— Start Record extracts —
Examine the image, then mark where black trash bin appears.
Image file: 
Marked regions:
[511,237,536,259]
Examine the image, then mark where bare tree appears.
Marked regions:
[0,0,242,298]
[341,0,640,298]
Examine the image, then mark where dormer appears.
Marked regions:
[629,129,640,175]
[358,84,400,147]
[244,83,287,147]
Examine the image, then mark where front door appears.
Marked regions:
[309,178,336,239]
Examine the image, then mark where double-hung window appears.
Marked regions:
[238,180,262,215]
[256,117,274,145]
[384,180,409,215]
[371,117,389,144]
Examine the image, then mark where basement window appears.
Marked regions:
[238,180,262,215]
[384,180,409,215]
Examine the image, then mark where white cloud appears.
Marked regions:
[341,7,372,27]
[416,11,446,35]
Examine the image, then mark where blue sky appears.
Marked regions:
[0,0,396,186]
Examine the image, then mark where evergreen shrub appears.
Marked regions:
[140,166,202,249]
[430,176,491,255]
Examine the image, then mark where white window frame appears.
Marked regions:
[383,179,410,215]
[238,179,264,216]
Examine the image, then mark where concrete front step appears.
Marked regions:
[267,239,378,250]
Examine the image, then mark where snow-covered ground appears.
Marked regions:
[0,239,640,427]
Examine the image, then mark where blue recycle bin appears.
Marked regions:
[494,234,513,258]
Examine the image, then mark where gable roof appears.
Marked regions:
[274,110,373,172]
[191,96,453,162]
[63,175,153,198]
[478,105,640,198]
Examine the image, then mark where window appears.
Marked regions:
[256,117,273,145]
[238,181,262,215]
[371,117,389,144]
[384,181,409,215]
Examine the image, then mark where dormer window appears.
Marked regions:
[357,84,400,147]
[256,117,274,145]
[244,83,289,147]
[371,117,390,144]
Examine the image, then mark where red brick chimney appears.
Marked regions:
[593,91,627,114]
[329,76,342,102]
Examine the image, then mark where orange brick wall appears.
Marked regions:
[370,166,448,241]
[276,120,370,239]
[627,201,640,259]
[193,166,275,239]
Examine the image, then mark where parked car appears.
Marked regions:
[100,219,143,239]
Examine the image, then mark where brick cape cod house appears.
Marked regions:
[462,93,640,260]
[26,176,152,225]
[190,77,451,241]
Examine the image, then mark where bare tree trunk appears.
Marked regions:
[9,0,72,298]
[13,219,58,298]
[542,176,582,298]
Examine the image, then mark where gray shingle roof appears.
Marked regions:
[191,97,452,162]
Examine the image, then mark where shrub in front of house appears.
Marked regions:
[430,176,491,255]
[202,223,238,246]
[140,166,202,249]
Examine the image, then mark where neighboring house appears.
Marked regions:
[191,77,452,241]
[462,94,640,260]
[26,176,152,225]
— End Record extracts —
— Start Record extracts —
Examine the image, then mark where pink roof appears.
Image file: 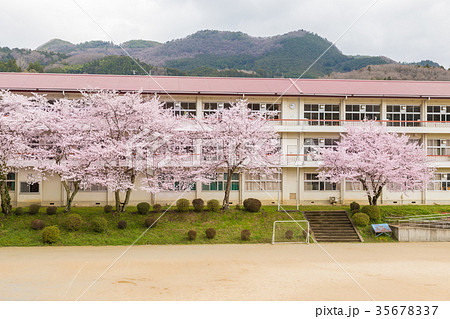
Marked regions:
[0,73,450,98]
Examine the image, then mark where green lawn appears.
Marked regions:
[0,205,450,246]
— End Record extracts —
— Start Record extracts —
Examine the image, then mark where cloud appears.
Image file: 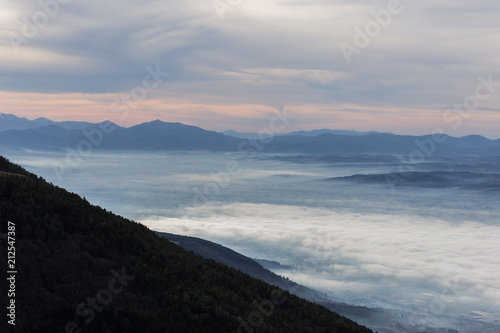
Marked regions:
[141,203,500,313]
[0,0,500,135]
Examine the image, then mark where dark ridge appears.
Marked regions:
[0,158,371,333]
— End Record extracts —
## [Stated task]
Rewrite only the lines from the one with "Examine the image, then mark where white window" to the one with "[494,234,513,258]", replacing "blue recycle bin" with "green recycling bin" and keeping everything else the same.

## [Expected output]
Examine the image, then mark where white window frame appears.
Marked regions:
[383,179,410,215]
[238,179,264,216]
Examine the image, then mark where concrete front step appears.
Marked regions:
[267,239,378,250]
Examine the image, then mark where snow-covered ground appears.
Marked regions:
[0,239,640,427]
Examine the image, then mark where green recycling bin appears.
Marked regions:
[494,234,513,258]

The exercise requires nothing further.